### Défis
1. Relevez tous les passages placés entre guillemets dans l'article sur le festival d'Angoudou.
2. Poursuivez l'article sur le festival d'Angoudou à partir de l'endroit où il s'arrête.

-------- Extrait du document

Le festival d’Angoudou, créé en réaction au Festival d'Angoulême, s’est tenu ce dimanche à Paris. L'occasion de protester contre l’affaire Bastien Vivès et l’univers patriarcal de la bande dessinée.
« On établit un rapport de force, on gagne en pouvoir ». Un contre-festival au Festival international de la bande dessinée d’Angoulême (Fibd) a été organisé ce dimanche 19 février à Paris dans le centre culturel du Hasard Ludique (Paris XVIIIème). Le festival d’Angoudou tient son nom d'une contraction d'« Angoulême » et « goudou », manière de se réapproprier le stigmate de l'insulte lesbophobe, alors qu'une grande majorité des organisateur·rices sont des personnes lesbiennes, nous précisait une certaine Ludine.

----------------
-------- Données extraites

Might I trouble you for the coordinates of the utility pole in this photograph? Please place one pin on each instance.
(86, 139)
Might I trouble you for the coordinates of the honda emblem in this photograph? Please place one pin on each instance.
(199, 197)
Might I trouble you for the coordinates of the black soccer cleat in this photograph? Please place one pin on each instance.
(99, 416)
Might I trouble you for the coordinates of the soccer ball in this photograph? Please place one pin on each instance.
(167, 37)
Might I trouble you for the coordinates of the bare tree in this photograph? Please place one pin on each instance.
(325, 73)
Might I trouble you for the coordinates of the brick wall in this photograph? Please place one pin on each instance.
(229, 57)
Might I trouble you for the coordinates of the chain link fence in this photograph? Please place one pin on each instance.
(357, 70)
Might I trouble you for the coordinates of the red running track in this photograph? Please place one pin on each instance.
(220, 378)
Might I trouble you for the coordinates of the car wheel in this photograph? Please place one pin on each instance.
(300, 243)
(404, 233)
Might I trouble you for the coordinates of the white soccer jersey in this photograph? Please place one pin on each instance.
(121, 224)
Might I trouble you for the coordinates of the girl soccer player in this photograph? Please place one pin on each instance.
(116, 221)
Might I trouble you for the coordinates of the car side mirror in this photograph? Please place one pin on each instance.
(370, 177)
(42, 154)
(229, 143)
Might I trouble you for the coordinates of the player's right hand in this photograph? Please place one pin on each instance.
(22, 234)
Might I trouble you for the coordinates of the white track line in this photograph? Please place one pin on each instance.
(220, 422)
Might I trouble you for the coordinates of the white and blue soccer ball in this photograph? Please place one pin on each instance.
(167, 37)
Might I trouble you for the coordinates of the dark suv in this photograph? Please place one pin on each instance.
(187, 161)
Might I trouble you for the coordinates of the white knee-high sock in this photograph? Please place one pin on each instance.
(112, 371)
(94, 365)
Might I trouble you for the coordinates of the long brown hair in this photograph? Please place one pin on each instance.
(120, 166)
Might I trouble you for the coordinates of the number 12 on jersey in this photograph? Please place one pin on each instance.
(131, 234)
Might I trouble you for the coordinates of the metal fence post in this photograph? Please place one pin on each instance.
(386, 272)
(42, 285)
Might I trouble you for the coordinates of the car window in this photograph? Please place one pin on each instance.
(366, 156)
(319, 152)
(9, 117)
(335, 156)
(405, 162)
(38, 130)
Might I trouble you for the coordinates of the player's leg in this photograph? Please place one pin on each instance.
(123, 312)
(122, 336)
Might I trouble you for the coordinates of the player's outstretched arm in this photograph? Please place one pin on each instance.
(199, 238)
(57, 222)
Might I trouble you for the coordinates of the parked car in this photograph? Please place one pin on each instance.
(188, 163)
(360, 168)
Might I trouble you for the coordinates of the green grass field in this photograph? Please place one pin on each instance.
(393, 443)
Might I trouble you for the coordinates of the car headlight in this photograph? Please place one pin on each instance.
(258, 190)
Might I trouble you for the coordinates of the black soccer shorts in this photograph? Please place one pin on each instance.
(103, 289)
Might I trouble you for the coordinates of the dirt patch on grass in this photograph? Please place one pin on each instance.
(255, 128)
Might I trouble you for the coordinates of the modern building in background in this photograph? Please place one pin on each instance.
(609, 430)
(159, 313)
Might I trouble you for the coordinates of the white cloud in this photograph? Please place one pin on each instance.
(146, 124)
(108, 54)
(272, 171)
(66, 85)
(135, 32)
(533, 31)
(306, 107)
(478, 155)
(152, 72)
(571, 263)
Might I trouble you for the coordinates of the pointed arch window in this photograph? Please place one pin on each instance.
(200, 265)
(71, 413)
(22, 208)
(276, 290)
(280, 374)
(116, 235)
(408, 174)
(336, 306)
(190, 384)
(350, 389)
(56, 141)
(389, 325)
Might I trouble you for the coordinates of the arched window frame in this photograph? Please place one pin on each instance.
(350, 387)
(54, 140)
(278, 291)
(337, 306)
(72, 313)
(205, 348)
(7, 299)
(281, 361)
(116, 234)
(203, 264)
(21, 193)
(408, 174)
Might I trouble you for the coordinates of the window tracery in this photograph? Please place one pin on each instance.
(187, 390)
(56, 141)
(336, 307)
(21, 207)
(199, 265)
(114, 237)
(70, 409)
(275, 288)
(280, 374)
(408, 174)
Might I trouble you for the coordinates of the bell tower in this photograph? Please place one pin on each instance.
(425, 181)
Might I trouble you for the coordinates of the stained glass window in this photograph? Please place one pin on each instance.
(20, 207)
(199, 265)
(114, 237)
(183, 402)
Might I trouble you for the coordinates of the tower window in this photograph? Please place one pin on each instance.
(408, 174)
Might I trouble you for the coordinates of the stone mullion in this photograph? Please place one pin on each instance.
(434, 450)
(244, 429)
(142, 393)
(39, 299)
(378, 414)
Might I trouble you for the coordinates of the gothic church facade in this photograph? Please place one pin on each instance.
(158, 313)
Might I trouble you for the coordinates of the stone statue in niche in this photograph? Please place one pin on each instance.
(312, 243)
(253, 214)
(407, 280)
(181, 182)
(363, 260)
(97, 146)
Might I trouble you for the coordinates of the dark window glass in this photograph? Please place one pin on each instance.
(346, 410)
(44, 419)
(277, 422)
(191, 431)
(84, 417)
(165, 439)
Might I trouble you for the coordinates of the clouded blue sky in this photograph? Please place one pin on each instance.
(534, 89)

----------------

### Résultats
1.
« On établit un rapport de force, on gagne en pouvoir »
« Angoulême »
« goudou »

2.
Angoudou a été monté « en trois semaines », sur « un coup de tête » en réaction au choix fait par l'institution Angoulême de consacrer une exposition à l'oeuvre de Bastien Vivès, dont certains dessins sont aujourd'hui sous le coup d'une enquête judicaire pour pédopornographie. Son but : réfléchir à un univers plus « inclusif », apporter des réponses à « des problématiques de VSS [Violences sexistes et sexuelles, ndlr] » et « promouvoir une contre-culture » de la bande dessinée, selon les organisateur·rices. Il s’inscrit dans la montée des mouvements revendicatifs du neuvième art tels que le #MeTooBD.
« Est-ce que vous souhaitez une pastille pour indiquer que vous ne voulez pas être pris·e en photo ? » Situé·e à l’entrée, derrière un petit stand, Ottilie, un·e des organisateur·rices, se charge d'accueillir les festivalier·ères venu·es en nombre ce dimanche après-midi. « On compte plus de 300 personnes, on ne pensait pas qu’il y aurait autant de monde » confie-t-iel à Causette. Le succès de cette première édition tient à la promesse de répondre aux problématiques de genre présentes dans le neuvième art. L'idée est en effet de promouvoir une autre façon de faire de la bande dessinée, hors des cadres masculins et blancs dominants, bien que Ludine, bédéaste et organisatrice note que « même sur le festival, le milieu reste très très blanc ».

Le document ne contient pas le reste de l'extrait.